■ Excerpted passage ■
The History of spelt
Spelt is one of the oldest grains used by man, whose cultivation dates back to around 7000 BC. It was a fundamental food for the Assyrians, Egyptians and other ancient peoples of the Middle East and North Africa. It is probably originally from Palestine, where a native species of spelt (triticum dicoccoides) is still widespread. Nomadic shepherds are thought to have exported this crop to all the then-known regions. It has been cultivated in Italy since the Bronze Age. In fact,
spelt seeds have been found among the clothing of Ötzi the Iceman, which has been dated to approximately 2000 BC.
It was widespread in Greece, where it was called “olyria” or “chondros” on account of the bright white flour it gave rise to and then became the main dish of the Romans, who began to intensively cultivate it during their progress throughout the Mediterranean. In Rome, “puls” (or farratum) was considered a dish of good omens, a sign of abundance and fertility. This is why it was traditionally offered to newlyweds. Moreover, together with salt, it was a substantial part of the centurions’ pay.
Mola salsa” was also very popular, which was made with toasted spelt flour and salt, and “Libum” (a sort of spelt cake) which was offered to the Gods during the propitiatory sacrifices. All the rural gods, but in particular Demeter, the Goddess of agriculture, were offered salt and spelt grains to propitiate a good harvest during the “ides of March”.
It is also mentioned in the Bible (Ezekiel 44-30) with the Hebrew name “Arisab”, meaning spelt. This grain is still the main ingredient of national dishes in Lebanon, Libya, and almost all of the Middle East today, albeit with different names (Taboulé, Kibbé, Salf). These dishes are generally quite similar, as a sort of very dense stew of “soaked” spelt (either raw or cooked) mixed with chickpeas, mint, olive oil and pepper, then stuffed in tender, freshly sprouted fig leaves.
Another popular dish is the “Lebanese Kibbé”, consisting of soaked and boiled spelt with sheep meat cooked in tomato sauce. “Libyan Kibbé”, which is also common and well known in Tunisia and Morocco, is instead made of soaked and boiled spelt, fish fillets, chopped squash and chopped walnuts. Spelt has also been widely used for medicinal purposes and there are many ancient texts that report cures with this precious food.

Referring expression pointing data
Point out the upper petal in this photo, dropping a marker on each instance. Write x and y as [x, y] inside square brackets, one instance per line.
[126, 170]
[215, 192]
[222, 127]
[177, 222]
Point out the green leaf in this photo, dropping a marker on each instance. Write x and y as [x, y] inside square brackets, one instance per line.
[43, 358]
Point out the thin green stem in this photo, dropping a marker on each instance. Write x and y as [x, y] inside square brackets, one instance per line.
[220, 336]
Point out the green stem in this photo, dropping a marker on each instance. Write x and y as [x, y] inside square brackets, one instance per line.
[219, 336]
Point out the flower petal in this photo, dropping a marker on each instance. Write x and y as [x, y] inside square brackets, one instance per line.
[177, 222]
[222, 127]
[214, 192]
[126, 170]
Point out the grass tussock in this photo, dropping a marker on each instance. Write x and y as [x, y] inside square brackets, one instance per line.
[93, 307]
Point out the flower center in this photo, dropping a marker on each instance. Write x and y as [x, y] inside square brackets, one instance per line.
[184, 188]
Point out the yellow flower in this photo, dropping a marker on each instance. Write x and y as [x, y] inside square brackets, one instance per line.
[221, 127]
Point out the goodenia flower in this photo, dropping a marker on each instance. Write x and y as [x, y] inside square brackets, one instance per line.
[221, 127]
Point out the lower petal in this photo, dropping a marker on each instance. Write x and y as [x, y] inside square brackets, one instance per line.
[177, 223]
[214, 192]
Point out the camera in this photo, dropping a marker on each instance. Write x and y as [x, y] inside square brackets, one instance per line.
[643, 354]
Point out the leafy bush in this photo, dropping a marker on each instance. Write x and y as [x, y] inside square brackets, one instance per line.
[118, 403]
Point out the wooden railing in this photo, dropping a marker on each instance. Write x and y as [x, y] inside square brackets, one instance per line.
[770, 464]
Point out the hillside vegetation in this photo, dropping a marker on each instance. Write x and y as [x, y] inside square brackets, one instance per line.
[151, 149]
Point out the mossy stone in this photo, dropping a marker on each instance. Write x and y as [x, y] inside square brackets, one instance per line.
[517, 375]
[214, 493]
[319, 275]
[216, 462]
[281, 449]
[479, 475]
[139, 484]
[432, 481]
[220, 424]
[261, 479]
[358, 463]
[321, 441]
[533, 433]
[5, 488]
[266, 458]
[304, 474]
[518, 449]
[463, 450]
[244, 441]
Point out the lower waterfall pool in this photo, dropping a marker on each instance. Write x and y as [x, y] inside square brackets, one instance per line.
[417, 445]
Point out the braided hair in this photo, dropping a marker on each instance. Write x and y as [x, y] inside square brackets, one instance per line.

■ Task directions ■
Using the history of spelt, say whether each statement below agrees with it, answering yes or no and quoting the words of the text that decide it. 1. Spelt cultivation dates back to around 7000 BC. 2. In Greece, spelt was called "puls." 3. Libyan Kibbé is made with sheep meat cooked in tomato sauce.

■ Exercise response ■
1. Yes: "whose cultivation dates back to around 7000 BC"
2. No: "It was widespread in Greece, where it was called “olyria” or “chondros”"
3. No: "is instead made of soaked and boiled spelt, fish fillets, chopped squash and chopped walnuts"